Goal ▸ Count the lines in the items below that contain the word "window". Give only the number.
------
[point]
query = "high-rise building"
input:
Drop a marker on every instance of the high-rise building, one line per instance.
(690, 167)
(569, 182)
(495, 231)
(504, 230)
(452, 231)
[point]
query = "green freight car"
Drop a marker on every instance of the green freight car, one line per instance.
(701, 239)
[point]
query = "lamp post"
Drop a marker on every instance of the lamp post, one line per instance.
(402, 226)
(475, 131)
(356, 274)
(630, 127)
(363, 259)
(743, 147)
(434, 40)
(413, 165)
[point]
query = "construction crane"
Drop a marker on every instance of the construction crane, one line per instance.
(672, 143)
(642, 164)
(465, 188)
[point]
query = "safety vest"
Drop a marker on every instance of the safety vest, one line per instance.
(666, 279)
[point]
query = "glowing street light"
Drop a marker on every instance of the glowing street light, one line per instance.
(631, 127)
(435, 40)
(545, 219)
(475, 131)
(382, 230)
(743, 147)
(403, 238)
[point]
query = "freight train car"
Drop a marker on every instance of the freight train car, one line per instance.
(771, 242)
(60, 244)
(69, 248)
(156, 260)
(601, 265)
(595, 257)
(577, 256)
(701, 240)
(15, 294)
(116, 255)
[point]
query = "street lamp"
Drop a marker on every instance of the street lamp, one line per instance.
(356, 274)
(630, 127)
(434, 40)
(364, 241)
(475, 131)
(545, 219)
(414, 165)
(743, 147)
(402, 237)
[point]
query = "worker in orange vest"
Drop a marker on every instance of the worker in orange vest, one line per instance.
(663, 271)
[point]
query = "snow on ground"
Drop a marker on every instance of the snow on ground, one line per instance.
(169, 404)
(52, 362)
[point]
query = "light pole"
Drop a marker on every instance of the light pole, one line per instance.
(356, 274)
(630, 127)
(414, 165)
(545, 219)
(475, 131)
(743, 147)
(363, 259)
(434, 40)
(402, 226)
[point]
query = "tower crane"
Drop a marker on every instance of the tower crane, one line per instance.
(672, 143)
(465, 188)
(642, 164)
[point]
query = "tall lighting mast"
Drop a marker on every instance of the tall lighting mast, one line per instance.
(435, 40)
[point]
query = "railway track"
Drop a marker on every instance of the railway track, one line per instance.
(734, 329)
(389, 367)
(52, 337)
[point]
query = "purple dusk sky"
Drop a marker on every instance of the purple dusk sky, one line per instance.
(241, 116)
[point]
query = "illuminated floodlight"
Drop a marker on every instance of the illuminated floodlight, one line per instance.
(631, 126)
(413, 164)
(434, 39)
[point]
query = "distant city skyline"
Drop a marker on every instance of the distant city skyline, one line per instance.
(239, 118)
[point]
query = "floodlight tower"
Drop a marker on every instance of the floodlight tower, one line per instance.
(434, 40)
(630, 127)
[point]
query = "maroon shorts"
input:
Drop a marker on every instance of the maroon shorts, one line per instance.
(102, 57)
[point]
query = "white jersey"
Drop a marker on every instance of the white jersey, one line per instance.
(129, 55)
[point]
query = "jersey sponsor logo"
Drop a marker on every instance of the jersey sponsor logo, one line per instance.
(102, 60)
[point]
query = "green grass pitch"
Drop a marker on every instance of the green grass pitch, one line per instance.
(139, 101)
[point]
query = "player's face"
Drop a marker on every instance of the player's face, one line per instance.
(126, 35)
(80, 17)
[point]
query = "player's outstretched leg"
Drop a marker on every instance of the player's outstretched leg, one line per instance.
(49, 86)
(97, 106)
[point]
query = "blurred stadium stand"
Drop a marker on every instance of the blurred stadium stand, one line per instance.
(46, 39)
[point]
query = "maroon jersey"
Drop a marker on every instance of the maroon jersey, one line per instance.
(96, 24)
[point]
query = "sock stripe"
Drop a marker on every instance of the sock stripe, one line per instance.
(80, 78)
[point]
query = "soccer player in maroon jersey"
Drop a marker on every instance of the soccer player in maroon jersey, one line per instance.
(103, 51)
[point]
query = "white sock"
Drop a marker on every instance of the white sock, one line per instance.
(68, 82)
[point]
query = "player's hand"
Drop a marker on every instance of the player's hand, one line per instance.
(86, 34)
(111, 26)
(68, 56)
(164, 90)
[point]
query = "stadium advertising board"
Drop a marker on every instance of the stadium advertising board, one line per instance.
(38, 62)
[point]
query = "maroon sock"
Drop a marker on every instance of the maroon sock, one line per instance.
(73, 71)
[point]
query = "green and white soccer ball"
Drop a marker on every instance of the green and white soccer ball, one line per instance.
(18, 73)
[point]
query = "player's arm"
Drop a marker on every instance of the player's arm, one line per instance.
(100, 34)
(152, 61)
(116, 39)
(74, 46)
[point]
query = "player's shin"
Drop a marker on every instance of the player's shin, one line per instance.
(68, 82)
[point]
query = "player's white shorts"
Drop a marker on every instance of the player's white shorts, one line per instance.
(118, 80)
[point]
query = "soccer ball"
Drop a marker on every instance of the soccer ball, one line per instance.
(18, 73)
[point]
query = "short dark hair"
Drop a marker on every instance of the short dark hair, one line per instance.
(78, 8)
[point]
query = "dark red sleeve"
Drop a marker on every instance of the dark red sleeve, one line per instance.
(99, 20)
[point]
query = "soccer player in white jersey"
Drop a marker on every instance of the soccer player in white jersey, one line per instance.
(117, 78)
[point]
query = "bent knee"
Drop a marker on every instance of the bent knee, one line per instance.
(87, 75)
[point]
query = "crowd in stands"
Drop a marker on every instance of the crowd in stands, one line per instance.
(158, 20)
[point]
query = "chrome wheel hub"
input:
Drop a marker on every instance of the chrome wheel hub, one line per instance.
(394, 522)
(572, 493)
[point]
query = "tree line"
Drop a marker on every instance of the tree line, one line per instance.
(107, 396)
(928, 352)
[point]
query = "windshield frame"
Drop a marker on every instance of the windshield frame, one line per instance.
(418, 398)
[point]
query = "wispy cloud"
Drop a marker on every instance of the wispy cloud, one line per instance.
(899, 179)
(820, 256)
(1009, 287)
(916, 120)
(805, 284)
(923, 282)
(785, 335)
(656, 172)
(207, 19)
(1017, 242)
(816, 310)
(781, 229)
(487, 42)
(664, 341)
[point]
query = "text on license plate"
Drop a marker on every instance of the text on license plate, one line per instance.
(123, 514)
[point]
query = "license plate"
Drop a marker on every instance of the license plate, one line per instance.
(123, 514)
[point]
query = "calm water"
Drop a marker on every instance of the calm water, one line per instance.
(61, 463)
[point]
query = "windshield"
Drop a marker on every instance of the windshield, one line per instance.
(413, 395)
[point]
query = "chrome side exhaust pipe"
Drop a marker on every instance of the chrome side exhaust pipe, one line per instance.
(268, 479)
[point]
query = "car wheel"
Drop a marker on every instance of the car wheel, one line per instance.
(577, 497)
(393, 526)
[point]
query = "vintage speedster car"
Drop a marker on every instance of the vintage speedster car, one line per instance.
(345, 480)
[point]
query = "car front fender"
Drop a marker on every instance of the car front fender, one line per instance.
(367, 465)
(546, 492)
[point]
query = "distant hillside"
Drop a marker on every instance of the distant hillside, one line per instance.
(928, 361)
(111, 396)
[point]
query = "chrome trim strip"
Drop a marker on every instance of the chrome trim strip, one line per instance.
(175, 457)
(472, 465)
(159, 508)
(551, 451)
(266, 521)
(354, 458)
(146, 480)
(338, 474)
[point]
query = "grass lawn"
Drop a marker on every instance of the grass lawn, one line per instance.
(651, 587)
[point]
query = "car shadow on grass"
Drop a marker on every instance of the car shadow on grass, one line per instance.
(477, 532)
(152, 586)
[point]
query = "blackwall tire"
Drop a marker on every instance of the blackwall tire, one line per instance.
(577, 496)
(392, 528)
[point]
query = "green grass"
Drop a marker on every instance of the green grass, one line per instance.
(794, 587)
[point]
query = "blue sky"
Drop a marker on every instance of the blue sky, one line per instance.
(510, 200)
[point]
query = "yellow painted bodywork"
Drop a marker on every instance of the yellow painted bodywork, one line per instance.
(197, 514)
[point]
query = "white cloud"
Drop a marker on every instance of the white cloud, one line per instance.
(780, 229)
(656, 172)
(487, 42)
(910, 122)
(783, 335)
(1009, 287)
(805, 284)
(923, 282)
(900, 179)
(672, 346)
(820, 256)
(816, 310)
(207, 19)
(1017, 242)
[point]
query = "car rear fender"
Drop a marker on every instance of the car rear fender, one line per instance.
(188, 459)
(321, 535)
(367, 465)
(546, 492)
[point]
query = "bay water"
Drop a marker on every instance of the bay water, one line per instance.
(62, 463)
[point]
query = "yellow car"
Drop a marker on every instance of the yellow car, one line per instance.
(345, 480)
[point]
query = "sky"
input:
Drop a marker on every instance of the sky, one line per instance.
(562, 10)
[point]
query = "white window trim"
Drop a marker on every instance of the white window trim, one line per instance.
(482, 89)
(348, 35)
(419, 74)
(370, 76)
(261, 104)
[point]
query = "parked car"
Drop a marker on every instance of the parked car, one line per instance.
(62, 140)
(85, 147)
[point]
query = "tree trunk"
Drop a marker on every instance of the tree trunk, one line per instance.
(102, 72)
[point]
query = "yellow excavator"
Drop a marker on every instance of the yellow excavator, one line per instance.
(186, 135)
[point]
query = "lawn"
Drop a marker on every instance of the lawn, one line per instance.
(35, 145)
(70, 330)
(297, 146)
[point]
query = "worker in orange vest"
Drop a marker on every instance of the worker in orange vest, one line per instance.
------
Solution ▸ 2